YOUR TASKS
[a] Reproduce the passage of the alerting methodology text from "Framed this way, the" up to and including "not assuming one.", word for word.
[b] Does the alerting methodology text support each statement? Answer yes or no, and quote the deciding words: (i) A false positive is a rejection of H0 while H0 was actually true. (ii) The engine that automates the methodology is public. (iii) The FP/year figure stays valid even if traffic patterns change structurally.

SELECTED PASSAGE
— START —

The PagerProof Methodology
Everything below is public so you can audit it, replicate it, or hire any statistician to check it. What's proprietary is the engine that automates it across hundreds of rules — not the science. If you find an error here, we want to know: hello@pagerproof.com.
1. What H0 means here
Every alert threshold is implicitly a statistical test. The null hypothesis, H0, is: "the system is in its healthy regime." A page is a rejection of H0. A false positive is a rejection while H0 was actually true — the system was fine, and someone got woken up anyway.
Framed this way, the question "where should my threshold be?" becomes a question with a precise answer: given the statistical behavior of this metric while the system is healthy, how often will this rule fire by chance alone? That quantity — expected false positives per year under H0 — is what PagerProof computes for every rule. It is the number nobody in the alerting market gives you, because computing it honestly requires modeling your series' actual dependence structure, not assuming one.
Two things follow from this framing, and both matter:
- The FP/year figure is always conditional: it holds under H0 of the regime we validated against. If your traffic patterns change structurally (a migration, a 10× growth quarter), the condition changes and the calibration should be redone. We say this in every report rather than hiding it in fine print.
- The framing says nothing directly about detection of real incidents (the alternative hypothesis). Anomalies are, by definition, not the healthy regime, so a threshold calibrated under H0 doesn't suppress them — but quantifying recall rigorously requires labeled incidents. See Limitations; we won't pretend otherwise.

— END —

GIVEN RECORDS
— START —

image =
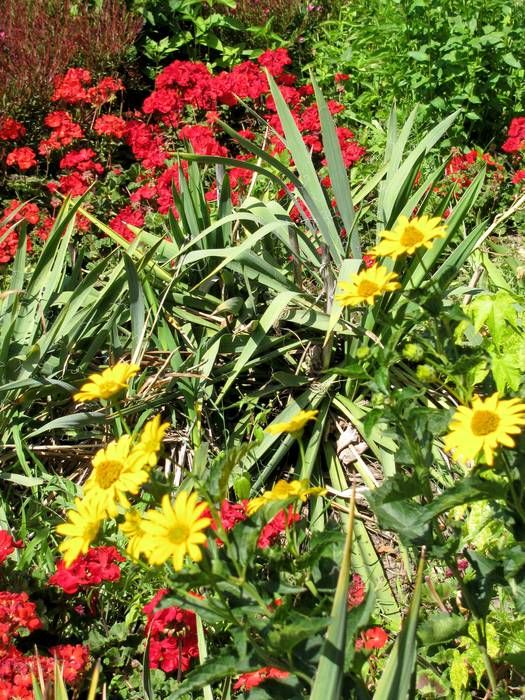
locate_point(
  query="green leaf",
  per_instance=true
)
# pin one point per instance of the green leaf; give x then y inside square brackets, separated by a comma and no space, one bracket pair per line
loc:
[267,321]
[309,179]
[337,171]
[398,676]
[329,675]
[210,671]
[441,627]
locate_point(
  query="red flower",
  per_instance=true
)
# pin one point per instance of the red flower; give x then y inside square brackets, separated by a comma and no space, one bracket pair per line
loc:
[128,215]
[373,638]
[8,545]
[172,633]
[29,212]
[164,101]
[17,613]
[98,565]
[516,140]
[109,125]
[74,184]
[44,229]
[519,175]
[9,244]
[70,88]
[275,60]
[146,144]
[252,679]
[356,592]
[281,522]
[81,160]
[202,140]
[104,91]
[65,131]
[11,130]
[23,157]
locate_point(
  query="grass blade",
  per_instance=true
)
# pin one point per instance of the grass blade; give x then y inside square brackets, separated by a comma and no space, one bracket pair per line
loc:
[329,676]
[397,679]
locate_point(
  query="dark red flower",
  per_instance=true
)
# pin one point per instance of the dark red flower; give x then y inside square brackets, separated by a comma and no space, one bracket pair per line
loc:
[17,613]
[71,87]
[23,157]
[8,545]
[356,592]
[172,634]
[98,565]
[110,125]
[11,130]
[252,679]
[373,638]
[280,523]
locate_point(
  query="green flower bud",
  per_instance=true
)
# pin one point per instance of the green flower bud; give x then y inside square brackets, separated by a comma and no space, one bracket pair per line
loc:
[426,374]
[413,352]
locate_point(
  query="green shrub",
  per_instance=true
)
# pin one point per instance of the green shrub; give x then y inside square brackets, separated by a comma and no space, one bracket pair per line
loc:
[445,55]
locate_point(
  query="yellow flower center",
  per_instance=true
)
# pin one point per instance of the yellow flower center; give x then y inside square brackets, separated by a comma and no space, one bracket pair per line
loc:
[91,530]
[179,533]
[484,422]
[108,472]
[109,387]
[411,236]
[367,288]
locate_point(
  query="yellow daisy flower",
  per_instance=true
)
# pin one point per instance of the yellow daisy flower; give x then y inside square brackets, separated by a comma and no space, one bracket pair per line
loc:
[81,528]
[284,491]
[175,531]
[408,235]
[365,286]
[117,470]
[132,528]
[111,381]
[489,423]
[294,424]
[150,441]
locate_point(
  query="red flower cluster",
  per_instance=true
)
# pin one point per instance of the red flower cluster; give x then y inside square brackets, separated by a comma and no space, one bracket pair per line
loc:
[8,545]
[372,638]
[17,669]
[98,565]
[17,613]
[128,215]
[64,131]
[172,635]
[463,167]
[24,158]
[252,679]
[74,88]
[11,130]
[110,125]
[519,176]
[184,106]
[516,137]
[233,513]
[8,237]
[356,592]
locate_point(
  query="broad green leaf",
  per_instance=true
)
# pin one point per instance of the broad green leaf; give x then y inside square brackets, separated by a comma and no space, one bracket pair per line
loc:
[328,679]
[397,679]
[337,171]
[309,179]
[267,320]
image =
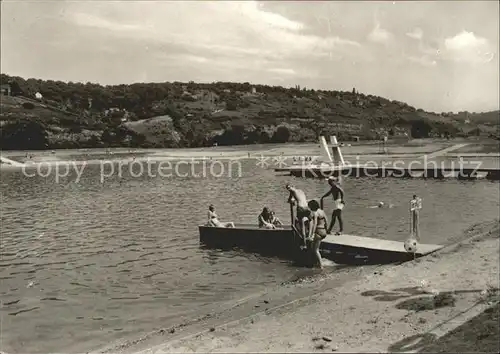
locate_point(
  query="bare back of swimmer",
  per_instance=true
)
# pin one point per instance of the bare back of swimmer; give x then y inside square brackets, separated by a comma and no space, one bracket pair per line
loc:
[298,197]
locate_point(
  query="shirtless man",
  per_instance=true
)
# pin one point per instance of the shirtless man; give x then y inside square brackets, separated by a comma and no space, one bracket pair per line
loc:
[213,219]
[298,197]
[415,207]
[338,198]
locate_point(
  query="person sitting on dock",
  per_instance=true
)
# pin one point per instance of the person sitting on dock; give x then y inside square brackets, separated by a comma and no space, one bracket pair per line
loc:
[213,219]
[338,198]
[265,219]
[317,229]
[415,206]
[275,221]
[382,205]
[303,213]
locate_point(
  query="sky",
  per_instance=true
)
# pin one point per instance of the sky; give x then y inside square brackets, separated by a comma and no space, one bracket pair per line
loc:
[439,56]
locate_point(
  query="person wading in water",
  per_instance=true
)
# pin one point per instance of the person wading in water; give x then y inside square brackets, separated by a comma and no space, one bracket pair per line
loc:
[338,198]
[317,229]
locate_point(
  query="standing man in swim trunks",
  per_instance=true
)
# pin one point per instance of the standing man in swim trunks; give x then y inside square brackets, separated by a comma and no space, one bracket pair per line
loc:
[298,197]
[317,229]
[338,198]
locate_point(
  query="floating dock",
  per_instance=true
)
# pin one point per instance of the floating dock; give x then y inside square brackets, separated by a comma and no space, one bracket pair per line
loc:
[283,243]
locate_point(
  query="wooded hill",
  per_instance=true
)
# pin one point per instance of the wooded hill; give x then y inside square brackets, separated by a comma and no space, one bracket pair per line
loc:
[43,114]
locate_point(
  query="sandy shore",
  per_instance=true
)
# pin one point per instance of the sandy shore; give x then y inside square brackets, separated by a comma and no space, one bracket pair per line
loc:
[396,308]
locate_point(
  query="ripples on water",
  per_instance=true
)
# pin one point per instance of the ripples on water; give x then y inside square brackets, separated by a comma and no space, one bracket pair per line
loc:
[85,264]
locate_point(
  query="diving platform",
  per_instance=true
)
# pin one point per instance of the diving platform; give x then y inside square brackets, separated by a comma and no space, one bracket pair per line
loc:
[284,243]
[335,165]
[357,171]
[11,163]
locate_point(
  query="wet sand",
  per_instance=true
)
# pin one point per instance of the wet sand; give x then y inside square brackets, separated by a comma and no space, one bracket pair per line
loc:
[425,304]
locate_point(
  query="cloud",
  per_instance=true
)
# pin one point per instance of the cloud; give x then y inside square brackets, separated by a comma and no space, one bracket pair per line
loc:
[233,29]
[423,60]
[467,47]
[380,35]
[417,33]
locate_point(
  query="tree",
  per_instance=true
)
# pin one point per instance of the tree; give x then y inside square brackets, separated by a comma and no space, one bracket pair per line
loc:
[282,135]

— END —

PER-TASK ANSWERS
[a]
Framed this way, the question "where should my threshold be?" becomes a question with a precise answer: given the statistical behavior of this metric while the system is healthy, how often will this rule fire by chance alone? That quantity — expected false positives per year under H0 — is what PagerProof computes for every rule. It is the number nobody in the alerting market gives you, because computing it honestly requires modeling your series' actual dependence structure, not assuming one.

[b]
(i) Yes: "A false positive is a rejection while H0 was actually true"
(ii) No: "What's proprietary is the engine that automates it across hundreds of rules"
(iii) No: "If your traffic patterns change structurally (a migration, a 10× growth quarter), the condition changes and the calibration should be redone."